### Data records
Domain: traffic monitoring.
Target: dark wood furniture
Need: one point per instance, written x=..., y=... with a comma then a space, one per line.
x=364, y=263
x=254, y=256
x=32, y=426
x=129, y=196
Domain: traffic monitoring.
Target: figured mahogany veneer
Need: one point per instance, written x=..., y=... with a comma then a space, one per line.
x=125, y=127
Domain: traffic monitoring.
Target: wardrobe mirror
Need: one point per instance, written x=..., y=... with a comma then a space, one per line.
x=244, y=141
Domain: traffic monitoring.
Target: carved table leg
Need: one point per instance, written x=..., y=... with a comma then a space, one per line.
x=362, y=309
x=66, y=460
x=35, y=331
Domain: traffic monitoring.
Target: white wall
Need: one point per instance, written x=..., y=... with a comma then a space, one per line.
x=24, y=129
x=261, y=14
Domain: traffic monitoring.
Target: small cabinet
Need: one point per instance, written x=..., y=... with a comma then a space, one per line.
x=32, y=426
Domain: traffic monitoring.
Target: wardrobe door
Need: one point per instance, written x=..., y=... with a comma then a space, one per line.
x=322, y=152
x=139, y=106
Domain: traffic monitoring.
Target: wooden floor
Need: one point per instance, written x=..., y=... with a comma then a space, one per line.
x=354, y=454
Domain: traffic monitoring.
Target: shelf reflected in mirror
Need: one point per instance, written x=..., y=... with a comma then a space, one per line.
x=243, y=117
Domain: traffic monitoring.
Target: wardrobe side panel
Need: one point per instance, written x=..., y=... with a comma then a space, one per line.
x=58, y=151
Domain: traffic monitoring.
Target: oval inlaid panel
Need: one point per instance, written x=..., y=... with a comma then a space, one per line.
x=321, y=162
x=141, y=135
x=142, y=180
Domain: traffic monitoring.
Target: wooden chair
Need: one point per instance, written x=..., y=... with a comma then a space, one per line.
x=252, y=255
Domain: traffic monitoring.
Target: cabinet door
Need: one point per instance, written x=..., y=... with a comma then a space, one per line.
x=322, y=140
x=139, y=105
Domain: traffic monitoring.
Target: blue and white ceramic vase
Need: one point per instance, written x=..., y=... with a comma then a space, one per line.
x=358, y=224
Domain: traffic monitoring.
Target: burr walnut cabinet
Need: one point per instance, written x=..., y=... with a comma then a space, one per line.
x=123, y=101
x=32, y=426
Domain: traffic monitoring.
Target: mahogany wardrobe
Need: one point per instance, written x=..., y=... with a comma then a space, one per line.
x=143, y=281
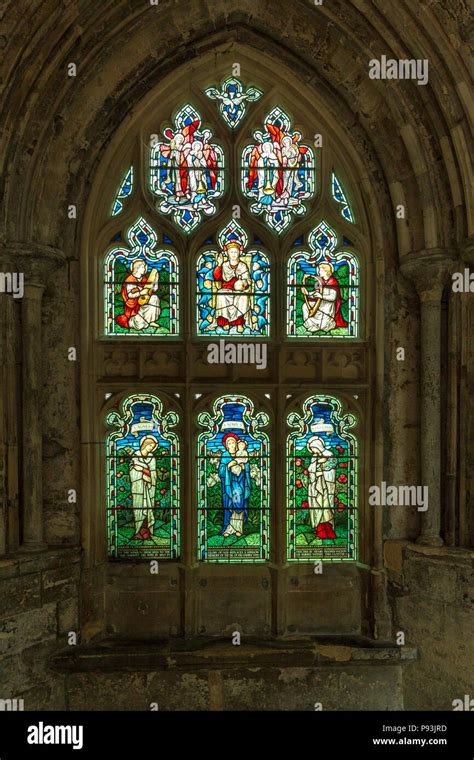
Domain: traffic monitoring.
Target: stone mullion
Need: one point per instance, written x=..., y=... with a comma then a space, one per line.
x=3, y=428
x=452, y=448
x=429, y=270
x=465, y=380
x=32, y=428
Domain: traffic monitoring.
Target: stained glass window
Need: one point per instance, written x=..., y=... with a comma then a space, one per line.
x=278, y=172
x=323, y=289
x=321, y=483
x=339, y=195
x=141, y=286
x=124, y=191
x=233, y=99
x=187, y=170
x=233, y=483
x=142, y=481
x=233, y=285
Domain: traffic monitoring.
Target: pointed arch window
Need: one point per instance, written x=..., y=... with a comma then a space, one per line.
x=323, y=288
x=321, y=472
x=233, y=468
x=233, y=287
x=142, y=466
x=167, y=287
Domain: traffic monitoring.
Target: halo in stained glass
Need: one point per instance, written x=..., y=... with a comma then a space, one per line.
x=321, y=483
x=233, y=483
x=322, y=289
x=142, y=475
x=233, y=287
x=233, y=99
x=141, y=286
x=278, y=172
x=187, y=171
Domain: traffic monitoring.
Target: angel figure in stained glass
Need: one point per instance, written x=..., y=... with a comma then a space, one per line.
x=141, y=304
x=322, y=301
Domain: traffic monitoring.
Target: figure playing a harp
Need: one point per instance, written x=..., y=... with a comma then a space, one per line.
x=232, y=287
x=141, y=304
x=322, y=301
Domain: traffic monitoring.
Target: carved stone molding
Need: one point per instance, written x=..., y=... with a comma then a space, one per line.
x=429, y=271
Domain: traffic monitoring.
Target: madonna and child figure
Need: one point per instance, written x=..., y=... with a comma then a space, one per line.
x=234, y=473
x=232, y=284
x=141, y=304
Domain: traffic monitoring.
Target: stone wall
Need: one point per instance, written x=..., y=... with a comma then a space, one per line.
x=39, y=594
x=433, y=602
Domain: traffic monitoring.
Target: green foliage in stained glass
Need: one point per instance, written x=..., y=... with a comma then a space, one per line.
x=233, y=483
x=142, y=474
x=321, y=483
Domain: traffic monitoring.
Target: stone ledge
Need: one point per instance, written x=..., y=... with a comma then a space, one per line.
x=220, y=654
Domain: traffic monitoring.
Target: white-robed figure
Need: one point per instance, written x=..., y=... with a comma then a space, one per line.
x=321, y=488
x=143, y=487
x=141, y=304
x=234, y=282
x=322, y=304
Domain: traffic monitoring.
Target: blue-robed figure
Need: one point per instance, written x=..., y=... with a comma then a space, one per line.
x=234, y=473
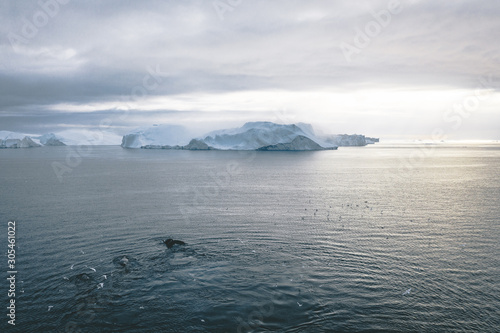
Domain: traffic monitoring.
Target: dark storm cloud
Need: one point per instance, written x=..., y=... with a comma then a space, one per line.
x=100, y=51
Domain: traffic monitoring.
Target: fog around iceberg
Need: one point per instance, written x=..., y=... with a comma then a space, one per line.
x=366, y=67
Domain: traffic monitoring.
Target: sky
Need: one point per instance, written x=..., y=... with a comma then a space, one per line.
x=392, y=69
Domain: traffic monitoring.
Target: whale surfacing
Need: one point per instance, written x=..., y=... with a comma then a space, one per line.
x=171, y=242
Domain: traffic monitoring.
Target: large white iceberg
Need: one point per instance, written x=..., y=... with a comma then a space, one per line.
x=254, y=135
x=51, y=139
x=16, y=140
x=157, y=136
x=251, y=136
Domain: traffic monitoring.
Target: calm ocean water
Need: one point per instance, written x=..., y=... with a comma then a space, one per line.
x=367, y=239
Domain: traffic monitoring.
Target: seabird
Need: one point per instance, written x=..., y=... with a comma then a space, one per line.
x=171, y=242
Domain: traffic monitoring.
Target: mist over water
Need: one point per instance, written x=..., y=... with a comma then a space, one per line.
x=359, y=239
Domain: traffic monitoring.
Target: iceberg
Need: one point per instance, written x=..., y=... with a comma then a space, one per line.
x=51, y=139
x=297, y=144
x=157, y=136
x=251, y=136
x=350, y=140
x=16, y=140
x=266, y=136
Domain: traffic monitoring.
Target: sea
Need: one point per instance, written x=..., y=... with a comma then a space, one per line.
x=383, y=238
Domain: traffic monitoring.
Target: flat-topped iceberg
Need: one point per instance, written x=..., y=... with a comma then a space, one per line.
x=16, y=140
x=255, y=135
x=51, y=139
x=251, y=136
x=157, y=137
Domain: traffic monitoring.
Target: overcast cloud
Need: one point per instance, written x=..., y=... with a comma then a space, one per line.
x=74, y=63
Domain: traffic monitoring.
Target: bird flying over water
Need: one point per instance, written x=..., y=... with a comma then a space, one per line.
x=171, y=242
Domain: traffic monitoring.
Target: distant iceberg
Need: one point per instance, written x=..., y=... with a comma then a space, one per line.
x=16, y=140
x=256, y=135
x=350, y=140
x=263, y=136
x=157, y=137
x=51, y=140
######
What you should do: Copy every line from the data that includes the string "water".

Written response:
Target: calm ocean water
Target: mist over water
Target: bird flying over water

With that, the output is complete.